Consegna 1: Nel testo fornito, l'aumento del 90% della contrattazione collettiva in Brasile viene definito straordinario: spiega in una-tre frasi perché.

Testo fornito:
-------------------------

In effetti in entrambe le realtà (astenendoci da giudizi di carattere politico) furono poste in essere importanti politiche di distribuzione del reddito (i programmi Fome zero o Bolsa Familia in Brasile, il processo di distribuzione sociale del reddito tra i settori popolari e produttivi in Venezuela con l’acquisizione del controllo da parte di Chávez della principale fonte di reddito del paese, la compagnia petrolifera PDVSA). Mentre in Brasile quelle politiche determinarono un aumento dei consumi capace di generare un circuito virtuoso di rilancio della produzione grazie ad una industria nazionale vivace, producendo gli straordinari risultati che tutti conosciamo con oltre 40 milioni di brasiliani usciti dalla soglia della povertà, in Venezuela quelle politiche, in assenza di qualunque collegamento con riforme strutturali dell’economia, diventarono nel tempo una concausa del disastro economico e sociale del paese, insieme crollo del prezzo del petrolio nei mercati internazionali. Ma questa lettura che gli analisti economici hanno fornito non spiega fino in fondo il “miracolo” brasiliano e la tragedia venezuelana se non si riflette sul ruolo che in queste due realtà hanno avuto i sistemi di relazioni industriali, il dialogo sociale e l’azione dei sindacati.

Uno studio portato in evidenza nell’ultimo Congresso della Afl-Cio, il sindacato nordamericano, e assunto tra l’altro dalla Commissione “Norme” della Conferenza internazionale dell’Organizzazione Internazionale del lavoro del 2019 (a sostegno della denuncia nei confronti del governo Bolsonaro di smantellamento delle politiche sociali e del lavoro realizzate dai governi precedenti) dimostra come i risultati delle politiche di distribuzione del reddito di Lula e Djlma Rousseff non sarebbero stati tali se non ci fosse stato nello stesso periodo un aumento del 90% della contrattazione collettiva. Un aumento straordinario se si tiene tra l’altro in conto che la Cut, la principale confederazione sindacale brasiliana, aveva affermato e difeso sin dall’insediamento di Lula alla Presidenza una prassi di forte “autonomia” sindacale nei confronti del Governo e del Partito dos Trabalhadores, forza politica che proprio la centrale operaia aveva direttamente generato. Scenario completamente diverso in Venezuela, dove Chávez aveva sostanzialmente smantellato le organizzazioni dei lavoratori, a cominciare dal referendum del 2000 (in aperta violazione delle Convenzioni Ilo sottoscritte dallo stesso governo venezuelano) per poi essere abbandonato anche dalle formazioni sindacali “bolivariane” che lui stesso aveva fatto nascere, di fronte al continuo disconoscimento di ogni forma di contrattazione collettiva nel paese. Tutte le forze sindacali del Venezuela si sono ritrovate poi in una nuova aggregazione nazionale per tentare di affrontare la definitiva deriva antisindacale del Presidente Maduro. L’osservazione di questi due casi conferma e rafforza la tesi più volte sottolineata dagli studi dell’Ocse, che rileva quanto uno sviluppo “equo” si riscontri con evidenza più nei paesi dove esiste un corretto sistema di relazioni industriali rispetto ai paesi dove sono invece latenti forme di dialogo sociale o contrattazione collettiva.

-------------------------

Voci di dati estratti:
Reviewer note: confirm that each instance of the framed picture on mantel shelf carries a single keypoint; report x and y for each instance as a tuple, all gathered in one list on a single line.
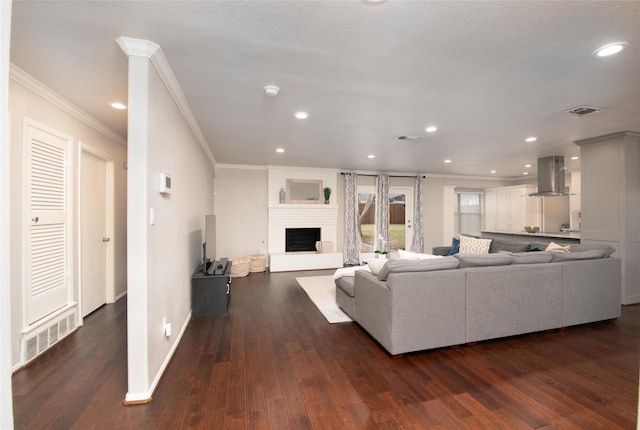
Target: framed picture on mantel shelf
[(304, 191)]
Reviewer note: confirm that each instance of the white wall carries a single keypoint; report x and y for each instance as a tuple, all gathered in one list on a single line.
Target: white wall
[(241, 210), (28, 98), (164, 253)]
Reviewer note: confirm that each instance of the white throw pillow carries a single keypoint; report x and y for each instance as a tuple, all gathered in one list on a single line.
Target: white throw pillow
[(375, 264), (408, 255), (554, 247), (472, 245)]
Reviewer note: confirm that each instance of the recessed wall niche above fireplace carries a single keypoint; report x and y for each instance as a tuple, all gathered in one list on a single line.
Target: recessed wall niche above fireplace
[(301, 239)]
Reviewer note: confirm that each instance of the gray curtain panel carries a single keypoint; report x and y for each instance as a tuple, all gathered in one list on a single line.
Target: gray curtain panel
[(382, 212), (417, 240), (352, 239)]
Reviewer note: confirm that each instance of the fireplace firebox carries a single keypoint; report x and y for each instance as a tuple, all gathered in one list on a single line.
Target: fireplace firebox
[(301, 239)]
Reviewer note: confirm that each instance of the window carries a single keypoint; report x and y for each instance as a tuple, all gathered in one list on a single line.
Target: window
[(400, 212), (467, 212)]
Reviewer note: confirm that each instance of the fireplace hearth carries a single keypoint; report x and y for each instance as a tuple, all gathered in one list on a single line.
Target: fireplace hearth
[(301, 239)]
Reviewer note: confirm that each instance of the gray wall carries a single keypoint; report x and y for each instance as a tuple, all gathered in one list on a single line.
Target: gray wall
[(241, 210)]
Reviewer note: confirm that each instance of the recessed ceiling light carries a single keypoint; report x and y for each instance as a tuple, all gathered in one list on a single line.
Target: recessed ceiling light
[(610, 49), (271, 90)]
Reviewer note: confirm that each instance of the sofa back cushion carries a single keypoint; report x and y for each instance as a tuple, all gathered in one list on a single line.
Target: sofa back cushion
[(500, 245), (408, 255), (477, 260), (608, 250), (580, 255), (473, 245), (530, 257), (395, 266)]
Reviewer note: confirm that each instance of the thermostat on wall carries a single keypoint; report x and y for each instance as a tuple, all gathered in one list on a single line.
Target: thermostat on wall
[(164, 185)]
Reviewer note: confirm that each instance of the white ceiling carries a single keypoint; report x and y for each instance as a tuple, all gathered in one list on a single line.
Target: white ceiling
[(488, 74)]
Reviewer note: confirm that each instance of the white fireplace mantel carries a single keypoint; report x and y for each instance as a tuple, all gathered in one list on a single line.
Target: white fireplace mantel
[(283, 216)]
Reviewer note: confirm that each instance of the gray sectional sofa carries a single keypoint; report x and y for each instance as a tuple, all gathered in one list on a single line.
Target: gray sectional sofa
[(414, 305)]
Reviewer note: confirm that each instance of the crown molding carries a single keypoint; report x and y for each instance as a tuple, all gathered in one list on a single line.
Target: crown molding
[(137, 47), (240, 166), (24, 79), (148, 49)]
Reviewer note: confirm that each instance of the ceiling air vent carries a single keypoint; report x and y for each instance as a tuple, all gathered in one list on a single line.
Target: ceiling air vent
[(408, 137), (583, 110)]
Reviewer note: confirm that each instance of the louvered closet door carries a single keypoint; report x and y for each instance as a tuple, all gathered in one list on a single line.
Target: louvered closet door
[(47, 275)]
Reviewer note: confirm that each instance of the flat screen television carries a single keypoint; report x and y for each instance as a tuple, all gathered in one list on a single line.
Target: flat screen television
[(209, 245)]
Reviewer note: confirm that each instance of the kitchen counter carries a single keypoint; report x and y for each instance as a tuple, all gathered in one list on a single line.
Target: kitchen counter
[(558, 237)]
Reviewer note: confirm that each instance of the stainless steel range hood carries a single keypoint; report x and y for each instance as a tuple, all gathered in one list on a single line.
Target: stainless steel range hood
[(550, 177)]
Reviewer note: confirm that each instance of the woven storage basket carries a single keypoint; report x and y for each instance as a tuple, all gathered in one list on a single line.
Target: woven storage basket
[(239, 267), (257, 263)]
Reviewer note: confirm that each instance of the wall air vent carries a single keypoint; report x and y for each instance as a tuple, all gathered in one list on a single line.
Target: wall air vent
[(583, 110)]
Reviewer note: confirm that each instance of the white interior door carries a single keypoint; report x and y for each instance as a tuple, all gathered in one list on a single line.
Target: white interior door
[(47, 251), (94, 239)]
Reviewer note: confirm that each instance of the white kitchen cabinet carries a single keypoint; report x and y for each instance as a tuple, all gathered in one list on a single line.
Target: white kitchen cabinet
[(511, 208)]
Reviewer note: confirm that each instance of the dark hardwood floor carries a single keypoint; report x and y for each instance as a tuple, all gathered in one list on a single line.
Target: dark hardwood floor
[(275, 363)]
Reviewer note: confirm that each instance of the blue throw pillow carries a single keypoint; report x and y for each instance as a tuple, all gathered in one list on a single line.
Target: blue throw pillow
[(455, 246)]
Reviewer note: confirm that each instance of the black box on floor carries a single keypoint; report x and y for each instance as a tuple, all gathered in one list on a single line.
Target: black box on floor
[(210, 294)]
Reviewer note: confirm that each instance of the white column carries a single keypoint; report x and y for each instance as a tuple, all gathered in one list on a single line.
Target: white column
[(6, 398), (139, 52), (610, 186)]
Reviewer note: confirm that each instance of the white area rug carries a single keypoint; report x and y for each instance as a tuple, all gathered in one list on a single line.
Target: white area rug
[(322, 292)]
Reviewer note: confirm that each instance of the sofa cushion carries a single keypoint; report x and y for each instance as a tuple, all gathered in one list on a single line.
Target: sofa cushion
[(455, 246), (472, 245), (408, 255), (554, 247), (581, 255), (375, 264), (346, 284), (530, 257), (396, 266), (499, 245), (608, 250), (477, 260)]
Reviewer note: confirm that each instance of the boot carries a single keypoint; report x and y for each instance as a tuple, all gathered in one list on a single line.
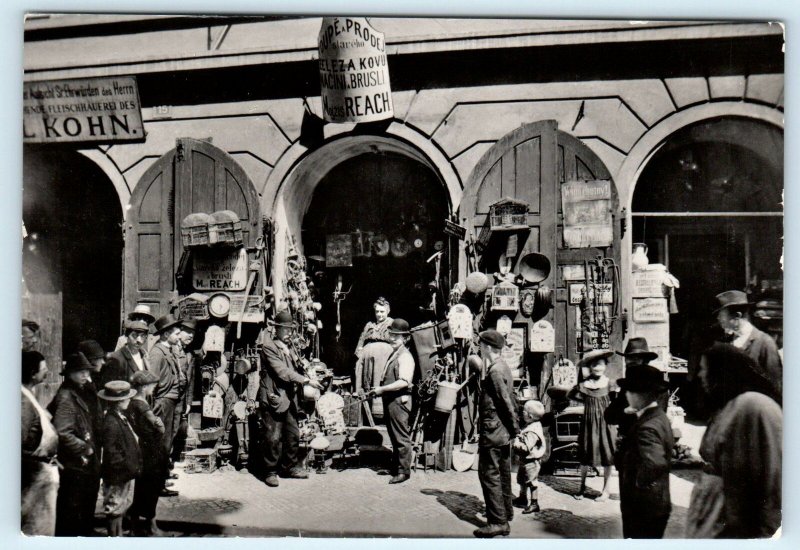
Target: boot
[(115, 526)]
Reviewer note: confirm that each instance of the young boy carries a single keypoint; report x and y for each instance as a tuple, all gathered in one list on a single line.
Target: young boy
[(531, 446), (122, 459)]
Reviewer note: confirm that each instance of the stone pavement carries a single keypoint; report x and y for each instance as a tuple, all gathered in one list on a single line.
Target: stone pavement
[(359, 503)]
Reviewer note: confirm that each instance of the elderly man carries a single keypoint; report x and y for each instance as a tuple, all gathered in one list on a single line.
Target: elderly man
[(395, 389), (282, 379), (377, 331), (733, 315), (167, 394), (497, 411)]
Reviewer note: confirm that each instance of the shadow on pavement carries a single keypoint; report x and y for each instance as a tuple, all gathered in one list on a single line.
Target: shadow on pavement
[(465, 507)]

-------------------------

Consegna 2: Disponi in un elenco numerato le righe dei record che vanno dalla riga con "Reviewer note: confirm that each instance of the gray curtain" fino alla riga con "[(382, 212), (417, 240), (352, 239)]" compresa, tralasciando le righe vuote.

Risposta scritta 1: L'aumento è straordinario perché la Cut, la principale confederazione sindacale brasiliana, fin dall'insediamento di Lula alla Presidenza aveva affermato e difeso una prassi di forte autonomia sindacale nei confronti del Governo e del Partito dos Trabalhadores. Si tratta di una forza politica che la stessa centrale operaia aveva direttamente generato.

Risposta scritta 2:
1. Reviewer note: confirm that each instance of the gray curtain panel carries a single keypoint; report x and y for each instance as a tuple, all gathered in one list on a single line.
2. Target: gray curtain panel
3. [(382, 212), (417, 240), (352, 239)]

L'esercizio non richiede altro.